INSTRUCTIONS FOR THE TASK >> In the abstract below on low-energy electron interactions with tungsten hexacarbonyl, what range of electron energies did the study cover?

:: EXTRACT ::

Low-energy electron interactions with tungsten hexacarbonyl--W(CO)6

RATIONALE

Low-energy secondary electrons are formed when energetic particles interact with matter. High-energy electrons or ions are used to form metallic structures from adsorbed organometallic molecules like W(CO)(6) on surfaces. We investigated low-energy electron attachment to W(CO)(6) in the gas phase to elucidate possible reactions during surface modification.

METHODS

Two crossed electron/molecular beam setups were utilised: (i) a high-resolution electron monochromator combined with a quadrupole mass spectrometer which was used for the measurement of relative cross sections as a function of the electron energy, and (ii) a double focusing mass spectrometer used for measurements of metastable decays of anions.

RESULTS

The study was performed in the electron energy range between ~0 and 14 eV. W(CO)(6) efficiently decomposed upon attachment of a low-energy electron and no stable W(CO)(6)(-) anion was observed on mass spectrometric time scales. The transient negative ion formed lost instead sequentially CO ligands. The fragment anions W(CO)(5)(-), W(CO)(4)(-), W(CO)(3)(-), and W(CO)(2)(-) were observed. However, no W(-) was detectable.

CONCLUSIONS

Dissociative electron attachment (DEA) to W(CO)(6) led to strong dissociation but a complete loss of all CO ligands was not observed in DEA. Deposit contaminations might be a direct result of DEA reactions close to the irradiation spot in beam deposition techniques.

:::
:: DATASET ENTRIES ::

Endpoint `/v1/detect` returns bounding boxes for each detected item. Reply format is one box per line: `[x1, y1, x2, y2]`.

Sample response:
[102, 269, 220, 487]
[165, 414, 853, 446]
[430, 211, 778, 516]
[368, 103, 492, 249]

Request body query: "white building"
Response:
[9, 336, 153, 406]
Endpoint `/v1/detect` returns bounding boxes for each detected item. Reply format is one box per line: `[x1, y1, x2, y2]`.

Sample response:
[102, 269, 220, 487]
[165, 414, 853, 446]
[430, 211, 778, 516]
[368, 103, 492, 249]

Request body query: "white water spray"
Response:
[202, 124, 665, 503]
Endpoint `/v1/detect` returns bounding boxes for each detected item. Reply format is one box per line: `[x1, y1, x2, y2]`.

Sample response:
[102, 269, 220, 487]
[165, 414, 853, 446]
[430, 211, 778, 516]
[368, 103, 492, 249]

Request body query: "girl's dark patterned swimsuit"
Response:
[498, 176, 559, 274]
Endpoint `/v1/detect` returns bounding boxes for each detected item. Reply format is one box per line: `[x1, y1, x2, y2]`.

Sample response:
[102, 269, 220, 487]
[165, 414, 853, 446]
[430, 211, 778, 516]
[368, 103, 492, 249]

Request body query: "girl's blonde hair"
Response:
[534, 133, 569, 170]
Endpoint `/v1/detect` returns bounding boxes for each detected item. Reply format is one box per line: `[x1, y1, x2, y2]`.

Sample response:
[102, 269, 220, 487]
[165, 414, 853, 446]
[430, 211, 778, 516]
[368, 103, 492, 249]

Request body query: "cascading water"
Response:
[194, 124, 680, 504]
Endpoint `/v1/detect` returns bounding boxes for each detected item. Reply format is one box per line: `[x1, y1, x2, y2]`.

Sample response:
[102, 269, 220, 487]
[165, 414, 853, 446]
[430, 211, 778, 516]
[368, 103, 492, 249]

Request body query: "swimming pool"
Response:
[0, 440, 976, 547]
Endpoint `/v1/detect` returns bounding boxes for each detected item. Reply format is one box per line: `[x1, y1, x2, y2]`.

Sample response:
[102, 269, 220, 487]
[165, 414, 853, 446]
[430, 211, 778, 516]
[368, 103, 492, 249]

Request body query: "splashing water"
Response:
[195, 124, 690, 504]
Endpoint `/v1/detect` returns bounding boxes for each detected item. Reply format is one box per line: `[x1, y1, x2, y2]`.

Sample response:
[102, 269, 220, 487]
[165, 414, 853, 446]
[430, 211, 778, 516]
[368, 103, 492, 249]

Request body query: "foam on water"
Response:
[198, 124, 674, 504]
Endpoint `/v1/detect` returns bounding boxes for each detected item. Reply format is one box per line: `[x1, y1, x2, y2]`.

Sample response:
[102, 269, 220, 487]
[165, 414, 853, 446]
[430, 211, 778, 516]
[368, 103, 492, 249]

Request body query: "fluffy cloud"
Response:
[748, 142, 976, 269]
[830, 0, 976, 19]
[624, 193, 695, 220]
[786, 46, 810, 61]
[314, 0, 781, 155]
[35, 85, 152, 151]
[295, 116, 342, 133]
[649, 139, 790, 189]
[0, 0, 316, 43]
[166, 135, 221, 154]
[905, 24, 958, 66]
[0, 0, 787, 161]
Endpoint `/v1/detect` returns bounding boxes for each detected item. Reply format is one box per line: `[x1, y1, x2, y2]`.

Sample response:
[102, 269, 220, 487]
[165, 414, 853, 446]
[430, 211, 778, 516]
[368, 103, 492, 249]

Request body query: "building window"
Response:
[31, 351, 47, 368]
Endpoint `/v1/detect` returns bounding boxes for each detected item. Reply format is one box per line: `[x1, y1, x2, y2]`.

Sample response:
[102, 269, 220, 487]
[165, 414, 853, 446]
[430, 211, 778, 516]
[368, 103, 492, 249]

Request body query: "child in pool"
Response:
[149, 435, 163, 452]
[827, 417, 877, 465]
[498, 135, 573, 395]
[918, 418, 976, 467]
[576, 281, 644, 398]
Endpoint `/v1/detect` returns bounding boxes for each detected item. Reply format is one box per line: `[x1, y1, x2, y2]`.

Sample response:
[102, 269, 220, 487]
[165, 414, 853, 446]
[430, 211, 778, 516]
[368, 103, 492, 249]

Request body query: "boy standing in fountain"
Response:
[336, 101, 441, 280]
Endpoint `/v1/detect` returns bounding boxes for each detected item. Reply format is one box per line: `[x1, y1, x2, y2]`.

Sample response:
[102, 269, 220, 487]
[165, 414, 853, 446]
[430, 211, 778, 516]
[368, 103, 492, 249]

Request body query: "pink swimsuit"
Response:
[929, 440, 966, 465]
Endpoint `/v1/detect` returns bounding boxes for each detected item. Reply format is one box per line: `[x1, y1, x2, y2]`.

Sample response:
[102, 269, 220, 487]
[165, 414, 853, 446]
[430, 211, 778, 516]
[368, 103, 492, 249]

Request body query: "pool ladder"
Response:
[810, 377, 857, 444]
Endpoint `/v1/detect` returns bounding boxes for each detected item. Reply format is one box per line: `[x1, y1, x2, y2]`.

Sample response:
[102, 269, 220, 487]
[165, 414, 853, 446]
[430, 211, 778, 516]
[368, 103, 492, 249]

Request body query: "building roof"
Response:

:::

RESULT FOR THIS EXERCISE >> Between about 0 and 14 eV.